* Problem to work on
Rewrite the lines from the one with "Test: the pointer marks one pixel per instance of the ship." up to and including the one with "x=169 y=233", putting "marker" in place of "pointer" and leaving everything else the same.

• • • • •

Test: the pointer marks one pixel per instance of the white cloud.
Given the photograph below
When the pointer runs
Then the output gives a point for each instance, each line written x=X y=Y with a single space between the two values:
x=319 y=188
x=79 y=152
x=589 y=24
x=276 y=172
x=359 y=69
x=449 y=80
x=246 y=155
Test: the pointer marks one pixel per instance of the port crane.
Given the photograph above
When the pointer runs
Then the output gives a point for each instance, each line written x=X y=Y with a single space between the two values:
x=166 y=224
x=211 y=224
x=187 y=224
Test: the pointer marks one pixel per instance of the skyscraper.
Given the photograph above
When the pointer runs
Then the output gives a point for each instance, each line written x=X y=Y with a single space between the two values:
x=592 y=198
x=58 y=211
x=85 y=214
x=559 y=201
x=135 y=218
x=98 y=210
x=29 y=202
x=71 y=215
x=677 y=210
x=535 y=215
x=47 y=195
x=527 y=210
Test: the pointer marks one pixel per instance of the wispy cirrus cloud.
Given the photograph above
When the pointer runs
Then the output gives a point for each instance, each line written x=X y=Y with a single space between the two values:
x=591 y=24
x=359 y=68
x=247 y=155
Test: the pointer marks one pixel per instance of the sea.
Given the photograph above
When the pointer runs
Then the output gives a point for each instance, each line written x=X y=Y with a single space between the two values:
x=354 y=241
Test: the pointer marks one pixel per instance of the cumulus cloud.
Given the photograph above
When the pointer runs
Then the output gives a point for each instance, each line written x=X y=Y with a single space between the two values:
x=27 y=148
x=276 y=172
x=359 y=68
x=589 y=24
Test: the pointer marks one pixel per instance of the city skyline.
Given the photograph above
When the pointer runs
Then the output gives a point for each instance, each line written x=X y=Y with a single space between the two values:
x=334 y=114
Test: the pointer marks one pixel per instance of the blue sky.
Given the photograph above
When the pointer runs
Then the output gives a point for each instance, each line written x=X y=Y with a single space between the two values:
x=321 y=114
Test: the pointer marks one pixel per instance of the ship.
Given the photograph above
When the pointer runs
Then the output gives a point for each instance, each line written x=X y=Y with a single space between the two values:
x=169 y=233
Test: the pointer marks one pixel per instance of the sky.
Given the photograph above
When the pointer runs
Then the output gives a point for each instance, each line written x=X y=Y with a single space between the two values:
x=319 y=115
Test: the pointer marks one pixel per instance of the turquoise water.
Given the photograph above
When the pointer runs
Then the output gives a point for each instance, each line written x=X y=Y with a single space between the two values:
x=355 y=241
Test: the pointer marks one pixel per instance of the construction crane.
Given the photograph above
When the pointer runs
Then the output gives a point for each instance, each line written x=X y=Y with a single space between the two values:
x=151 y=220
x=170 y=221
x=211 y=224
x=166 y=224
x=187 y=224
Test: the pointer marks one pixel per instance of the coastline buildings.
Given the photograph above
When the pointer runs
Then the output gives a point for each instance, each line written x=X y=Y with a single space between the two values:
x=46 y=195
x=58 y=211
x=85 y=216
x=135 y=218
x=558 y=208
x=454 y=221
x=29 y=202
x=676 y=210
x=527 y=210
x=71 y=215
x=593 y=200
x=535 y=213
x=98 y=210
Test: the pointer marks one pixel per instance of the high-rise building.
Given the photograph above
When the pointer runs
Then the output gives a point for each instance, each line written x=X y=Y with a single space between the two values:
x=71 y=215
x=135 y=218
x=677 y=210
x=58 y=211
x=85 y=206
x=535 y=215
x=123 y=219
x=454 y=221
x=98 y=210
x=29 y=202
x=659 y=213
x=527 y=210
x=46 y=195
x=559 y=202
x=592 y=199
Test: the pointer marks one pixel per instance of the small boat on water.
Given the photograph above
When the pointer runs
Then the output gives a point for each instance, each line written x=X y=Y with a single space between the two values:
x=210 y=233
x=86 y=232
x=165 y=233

• • • • •

* Problem solution
Test: the marker marks one pixel per instance of the ship.
Given the photograph above
When the marker runs
Then the output gives a point for each instance, each line written x=X y=Y with a single space between the two values:
x=169 y=233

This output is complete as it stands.